◆ Data to use

## BEGIN

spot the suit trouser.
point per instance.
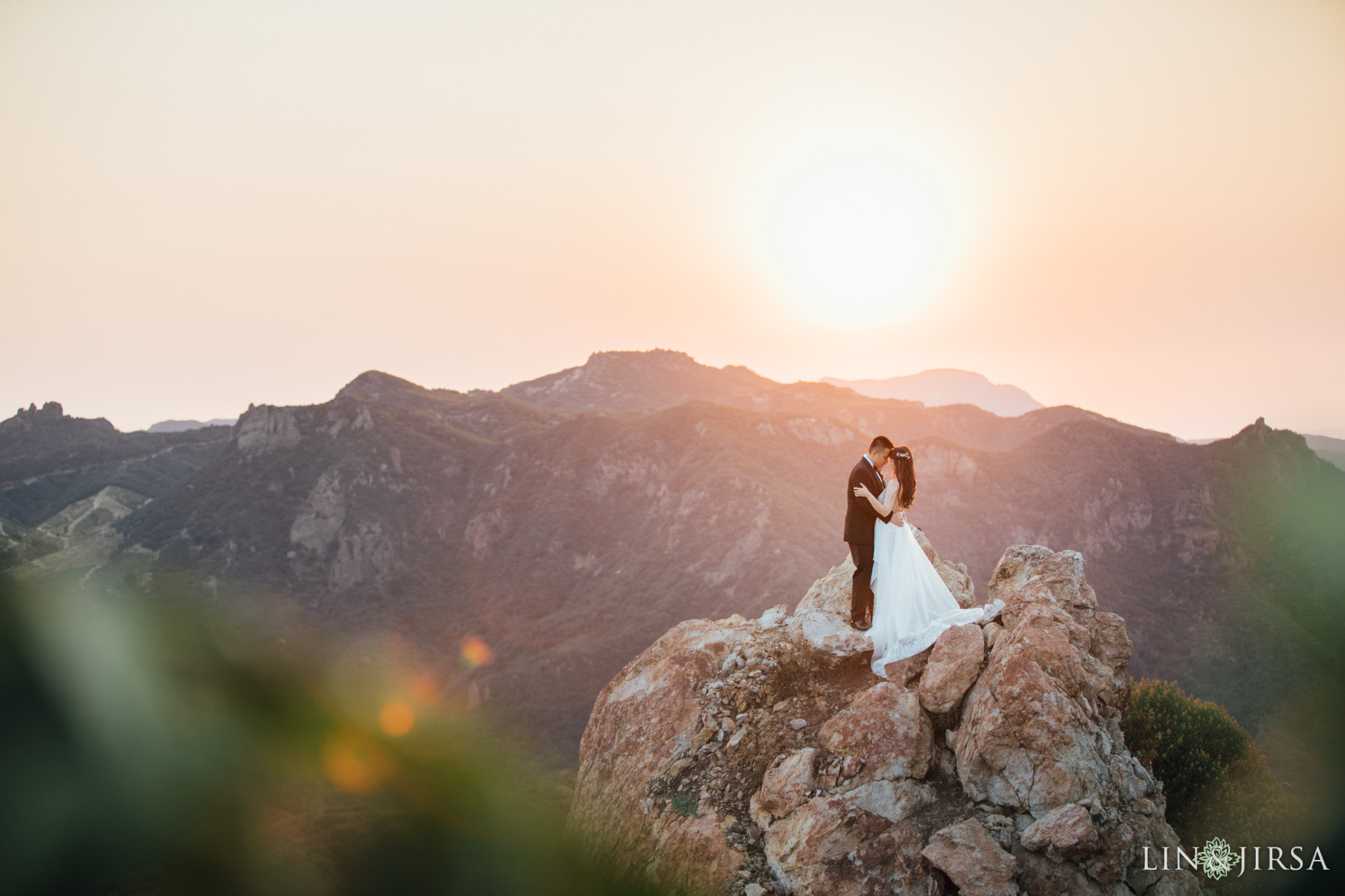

## END
## BEGIN

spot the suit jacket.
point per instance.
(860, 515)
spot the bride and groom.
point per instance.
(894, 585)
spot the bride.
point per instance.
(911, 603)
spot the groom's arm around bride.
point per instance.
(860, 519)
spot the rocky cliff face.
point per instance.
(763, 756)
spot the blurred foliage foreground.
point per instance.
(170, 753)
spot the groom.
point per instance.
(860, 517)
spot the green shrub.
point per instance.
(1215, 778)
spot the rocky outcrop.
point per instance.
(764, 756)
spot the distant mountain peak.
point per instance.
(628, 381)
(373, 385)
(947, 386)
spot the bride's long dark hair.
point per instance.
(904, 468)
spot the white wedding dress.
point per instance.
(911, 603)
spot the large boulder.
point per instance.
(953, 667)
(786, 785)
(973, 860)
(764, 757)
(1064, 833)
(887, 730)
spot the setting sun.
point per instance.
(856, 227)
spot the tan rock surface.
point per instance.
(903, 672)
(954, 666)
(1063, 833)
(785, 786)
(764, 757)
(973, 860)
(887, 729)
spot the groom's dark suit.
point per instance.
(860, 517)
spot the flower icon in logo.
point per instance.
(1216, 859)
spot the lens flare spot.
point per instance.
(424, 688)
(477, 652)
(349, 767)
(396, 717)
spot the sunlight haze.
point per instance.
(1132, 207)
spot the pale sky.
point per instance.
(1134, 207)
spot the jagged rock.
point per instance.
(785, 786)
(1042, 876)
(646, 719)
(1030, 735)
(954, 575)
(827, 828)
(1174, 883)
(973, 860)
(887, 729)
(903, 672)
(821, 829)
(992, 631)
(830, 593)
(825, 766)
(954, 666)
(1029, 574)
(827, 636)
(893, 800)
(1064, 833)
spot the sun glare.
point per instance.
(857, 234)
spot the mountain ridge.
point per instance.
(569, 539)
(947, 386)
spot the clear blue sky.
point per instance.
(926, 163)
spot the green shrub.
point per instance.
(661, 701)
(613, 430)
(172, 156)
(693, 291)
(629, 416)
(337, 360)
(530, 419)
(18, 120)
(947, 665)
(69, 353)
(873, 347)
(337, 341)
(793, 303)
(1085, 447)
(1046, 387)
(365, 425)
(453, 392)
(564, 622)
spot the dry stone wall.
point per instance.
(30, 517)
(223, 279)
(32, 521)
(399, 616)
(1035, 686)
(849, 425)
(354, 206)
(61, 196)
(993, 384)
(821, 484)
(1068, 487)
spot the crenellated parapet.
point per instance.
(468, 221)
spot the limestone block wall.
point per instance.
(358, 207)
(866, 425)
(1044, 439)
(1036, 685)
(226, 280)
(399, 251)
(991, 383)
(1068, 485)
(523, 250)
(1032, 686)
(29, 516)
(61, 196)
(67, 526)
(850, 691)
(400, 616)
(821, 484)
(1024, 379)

## END

◆ Task objective
Reproduce verbatim only the material from the line containing "spot the large boulder." through the line containing "(1134, 207)", including both of those lines.

◆ Solution for this problem
spot the large boulder.
point per instance.
(953, 667)
(786, 785)
(973, 860)
(764, 757)
(1064, 833)
(887, 730)
spot the setting sun.
point per instance.
(856, 227)
spot the tan rock surface.
point per instance.
(903, 672)
(954, 666)
(1063, 833)
(785, 786)
(764, 757)
(973, 860)
(887, 729)
spot the groom's dark suit.
point per instance.
(860, 517)
spot the flower icon in logo.
point per instance.
(1216, 859)
spot the lens flare spot.
point per instance.
(424, 688)
(477, 652)
(349, 767)
(396, 717)
spot the sunlight haze.
point per instance.
(1132, 207)
spot the pale sky.
point per instance.
(1134, 207)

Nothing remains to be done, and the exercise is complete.